PAGE TEXT:
▼▼▼

27 November 2006


No, not the annoying, unsolicited e-mail variety. The original SPAM invented in Austin, Minnesota in 1937. The much maligned can of congealed meat delight with a shelf life of a gazillion years.

Austin is merely a 20-minute drive from my hometown of Owatonna. On Friday afternoon, my brother and his daughter joined GLH and me for a trip to the SPAM Museum. This was our first trip, but my brother had been there before and enjoyed it enough for a second trip.

Yes, Ladies and Gentlemen, a trip to the SPAM Museum is fun for the whole family! Those of you who know me, know that I never miss an opportunity to experience the roadside kitsch offered so abundantly on the highways and byways of United States! (Largest ball of twine, anyone?)

Here is my brother and his daughter, posed next to a statue I termed "SPAM Can Sam."

And my niece greatly enjoyed the interactive Hands-On SPAM game, which timed you while you canned the SPAM, cooked it and slapped a label on it. My brother's fastest time was 18 seconds. I clocked in 21 seconds. My niece, only 2 1/2, had a fastest time of 58 seconds with several rounds of practice and some help. Not too shabby!

Top Five Facts about SPAM (provided by Hormel Corporation Public Relations):
1. More than 122 million cans of SPAM are sold world-wide each year.
2. If all the cans of SPAM ever sold were put end to end, it would circle the Earth at least 10 times.

▲▲▲

INSTRUCTIONS:
• a. Translate this sentence from the SPAM Museum post into Spanish: "Austin is merely a 20-minute drive from my hometown of Owatonna."
• b. In the SPAM Museum post, what was the brother's fastest time in the Hands-On SPAM game?

LISTED ENTRIES:
▼▼▼

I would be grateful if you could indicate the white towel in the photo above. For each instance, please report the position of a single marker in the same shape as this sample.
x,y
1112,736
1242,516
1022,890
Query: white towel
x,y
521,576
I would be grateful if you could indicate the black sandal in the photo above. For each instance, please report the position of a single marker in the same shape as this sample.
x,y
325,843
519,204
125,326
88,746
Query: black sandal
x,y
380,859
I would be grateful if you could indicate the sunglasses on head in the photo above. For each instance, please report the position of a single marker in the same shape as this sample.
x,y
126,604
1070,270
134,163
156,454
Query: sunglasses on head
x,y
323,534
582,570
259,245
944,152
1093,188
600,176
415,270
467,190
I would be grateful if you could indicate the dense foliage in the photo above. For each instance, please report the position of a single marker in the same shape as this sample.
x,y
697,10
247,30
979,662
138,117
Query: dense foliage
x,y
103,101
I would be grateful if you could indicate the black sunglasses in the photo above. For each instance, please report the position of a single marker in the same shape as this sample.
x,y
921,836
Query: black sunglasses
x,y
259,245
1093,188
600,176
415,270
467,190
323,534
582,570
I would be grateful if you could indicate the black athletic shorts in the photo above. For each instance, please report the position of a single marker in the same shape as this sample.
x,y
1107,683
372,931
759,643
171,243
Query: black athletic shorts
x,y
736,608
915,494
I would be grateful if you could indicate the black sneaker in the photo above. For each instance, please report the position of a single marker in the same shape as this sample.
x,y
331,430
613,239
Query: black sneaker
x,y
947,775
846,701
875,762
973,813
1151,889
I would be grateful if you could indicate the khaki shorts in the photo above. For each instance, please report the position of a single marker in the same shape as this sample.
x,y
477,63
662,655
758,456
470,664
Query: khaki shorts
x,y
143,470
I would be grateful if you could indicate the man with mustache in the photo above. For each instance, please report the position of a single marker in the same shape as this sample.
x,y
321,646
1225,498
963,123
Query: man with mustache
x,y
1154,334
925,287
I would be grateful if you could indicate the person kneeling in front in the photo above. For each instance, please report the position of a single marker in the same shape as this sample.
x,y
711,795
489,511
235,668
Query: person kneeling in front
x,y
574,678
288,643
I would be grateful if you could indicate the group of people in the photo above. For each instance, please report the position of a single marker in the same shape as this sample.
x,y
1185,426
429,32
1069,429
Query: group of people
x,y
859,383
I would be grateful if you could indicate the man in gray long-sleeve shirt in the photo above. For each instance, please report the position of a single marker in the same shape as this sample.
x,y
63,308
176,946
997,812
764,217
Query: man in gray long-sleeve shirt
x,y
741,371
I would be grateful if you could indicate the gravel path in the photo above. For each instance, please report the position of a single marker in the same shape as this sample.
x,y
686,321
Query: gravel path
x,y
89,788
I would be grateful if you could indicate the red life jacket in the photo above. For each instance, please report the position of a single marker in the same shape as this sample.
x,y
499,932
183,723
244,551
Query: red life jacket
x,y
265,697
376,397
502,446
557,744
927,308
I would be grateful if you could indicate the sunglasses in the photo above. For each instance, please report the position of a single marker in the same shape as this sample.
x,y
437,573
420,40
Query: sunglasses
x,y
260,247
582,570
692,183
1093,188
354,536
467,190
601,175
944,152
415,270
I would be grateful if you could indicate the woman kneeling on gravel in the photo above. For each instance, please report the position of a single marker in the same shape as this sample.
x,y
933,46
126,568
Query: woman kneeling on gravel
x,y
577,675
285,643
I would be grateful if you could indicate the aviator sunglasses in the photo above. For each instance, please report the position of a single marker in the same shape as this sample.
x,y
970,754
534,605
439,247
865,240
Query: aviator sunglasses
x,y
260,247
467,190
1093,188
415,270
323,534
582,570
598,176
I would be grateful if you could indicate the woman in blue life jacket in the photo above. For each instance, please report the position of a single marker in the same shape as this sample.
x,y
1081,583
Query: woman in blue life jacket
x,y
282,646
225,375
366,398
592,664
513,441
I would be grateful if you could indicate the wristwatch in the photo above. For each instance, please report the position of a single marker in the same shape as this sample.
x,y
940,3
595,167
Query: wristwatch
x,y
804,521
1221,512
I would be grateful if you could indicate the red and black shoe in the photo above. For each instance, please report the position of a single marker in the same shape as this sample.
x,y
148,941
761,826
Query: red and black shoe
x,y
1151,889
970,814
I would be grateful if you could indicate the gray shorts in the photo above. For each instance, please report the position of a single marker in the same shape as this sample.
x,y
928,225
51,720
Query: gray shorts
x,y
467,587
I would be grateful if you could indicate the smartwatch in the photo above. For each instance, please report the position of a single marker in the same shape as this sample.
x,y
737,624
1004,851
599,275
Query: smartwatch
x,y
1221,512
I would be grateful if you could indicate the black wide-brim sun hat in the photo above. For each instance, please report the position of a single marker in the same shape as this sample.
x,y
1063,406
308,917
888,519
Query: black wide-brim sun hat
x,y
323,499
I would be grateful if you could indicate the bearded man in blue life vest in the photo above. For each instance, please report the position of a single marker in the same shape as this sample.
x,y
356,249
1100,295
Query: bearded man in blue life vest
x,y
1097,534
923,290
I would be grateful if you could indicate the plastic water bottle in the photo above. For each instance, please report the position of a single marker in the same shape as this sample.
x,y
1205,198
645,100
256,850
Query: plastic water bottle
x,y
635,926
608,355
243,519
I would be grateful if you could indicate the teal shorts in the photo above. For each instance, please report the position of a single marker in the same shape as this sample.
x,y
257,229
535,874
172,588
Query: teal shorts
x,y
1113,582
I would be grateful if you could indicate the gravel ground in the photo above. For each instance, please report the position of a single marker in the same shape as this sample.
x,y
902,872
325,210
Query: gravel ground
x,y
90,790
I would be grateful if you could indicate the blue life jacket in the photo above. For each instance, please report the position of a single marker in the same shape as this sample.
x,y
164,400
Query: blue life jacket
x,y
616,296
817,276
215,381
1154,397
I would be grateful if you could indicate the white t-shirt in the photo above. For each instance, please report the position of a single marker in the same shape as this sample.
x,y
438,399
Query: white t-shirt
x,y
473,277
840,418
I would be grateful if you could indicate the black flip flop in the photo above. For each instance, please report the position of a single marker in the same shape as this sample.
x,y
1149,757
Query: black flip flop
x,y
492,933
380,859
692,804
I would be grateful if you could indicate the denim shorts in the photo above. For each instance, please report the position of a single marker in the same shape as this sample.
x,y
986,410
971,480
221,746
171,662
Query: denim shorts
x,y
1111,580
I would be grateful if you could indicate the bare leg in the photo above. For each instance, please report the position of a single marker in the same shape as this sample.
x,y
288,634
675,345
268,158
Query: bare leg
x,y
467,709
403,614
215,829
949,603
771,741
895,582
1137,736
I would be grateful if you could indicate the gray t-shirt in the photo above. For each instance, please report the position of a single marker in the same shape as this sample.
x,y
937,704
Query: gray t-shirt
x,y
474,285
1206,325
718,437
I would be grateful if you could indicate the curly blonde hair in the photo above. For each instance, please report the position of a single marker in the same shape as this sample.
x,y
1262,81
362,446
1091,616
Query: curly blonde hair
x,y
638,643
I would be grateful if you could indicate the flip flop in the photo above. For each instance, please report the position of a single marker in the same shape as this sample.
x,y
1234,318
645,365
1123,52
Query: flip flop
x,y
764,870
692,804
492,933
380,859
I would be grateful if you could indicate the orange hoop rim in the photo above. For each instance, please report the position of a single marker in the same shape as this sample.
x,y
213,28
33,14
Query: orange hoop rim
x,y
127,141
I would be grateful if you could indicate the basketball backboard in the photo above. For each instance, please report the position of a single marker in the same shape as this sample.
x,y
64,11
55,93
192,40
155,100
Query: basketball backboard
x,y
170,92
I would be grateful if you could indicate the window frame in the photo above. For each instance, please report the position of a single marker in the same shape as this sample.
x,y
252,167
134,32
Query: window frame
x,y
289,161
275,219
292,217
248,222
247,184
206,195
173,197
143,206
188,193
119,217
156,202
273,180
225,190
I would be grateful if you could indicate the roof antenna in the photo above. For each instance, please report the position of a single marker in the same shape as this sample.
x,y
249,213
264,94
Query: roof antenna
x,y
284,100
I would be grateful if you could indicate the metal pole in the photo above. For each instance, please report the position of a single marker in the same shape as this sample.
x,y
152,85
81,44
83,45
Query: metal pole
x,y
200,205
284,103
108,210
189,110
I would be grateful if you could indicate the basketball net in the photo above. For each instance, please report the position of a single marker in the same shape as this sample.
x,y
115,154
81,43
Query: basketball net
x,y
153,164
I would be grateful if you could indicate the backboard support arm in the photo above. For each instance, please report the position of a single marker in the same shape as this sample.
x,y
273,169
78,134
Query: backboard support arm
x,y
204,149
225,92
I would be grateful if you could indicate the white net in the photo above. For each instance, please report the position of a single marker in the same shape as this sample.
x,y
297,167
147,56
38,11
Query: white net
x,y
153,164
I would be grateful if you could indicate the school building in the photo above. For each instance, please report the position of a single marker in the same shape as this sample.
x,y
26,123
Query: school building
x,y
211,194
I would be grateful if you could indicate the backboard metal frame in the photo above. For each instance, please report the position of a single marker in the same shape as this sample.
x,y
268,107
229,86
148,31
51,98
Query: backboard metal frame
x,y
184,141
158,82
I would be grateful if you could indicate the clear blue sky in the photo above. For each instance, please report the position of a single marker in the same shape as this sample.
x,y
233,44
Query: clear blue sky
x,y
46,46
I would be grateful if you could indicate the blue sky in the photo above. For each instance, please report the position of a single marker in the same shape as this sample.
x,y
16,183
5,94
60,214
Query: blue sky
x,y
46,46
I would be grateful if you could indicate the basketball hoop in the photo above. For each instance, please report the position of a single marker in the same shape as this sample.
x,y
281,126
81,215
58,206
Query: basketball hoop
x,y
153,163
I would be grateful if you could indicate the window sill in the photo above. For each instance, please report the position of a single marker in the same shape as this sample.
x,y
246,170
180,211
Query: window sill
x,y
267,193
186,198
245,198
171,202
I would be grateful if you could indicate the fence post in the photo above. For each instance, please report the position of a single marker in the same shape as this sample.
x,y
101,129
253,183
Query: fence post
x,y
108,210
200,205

▲▲▲

SOLUTIONS BY TASK:
• a. Austin está a solo 20 minutos en auto de mi ciudad natal, Owatonna.

• b. 18 seconds.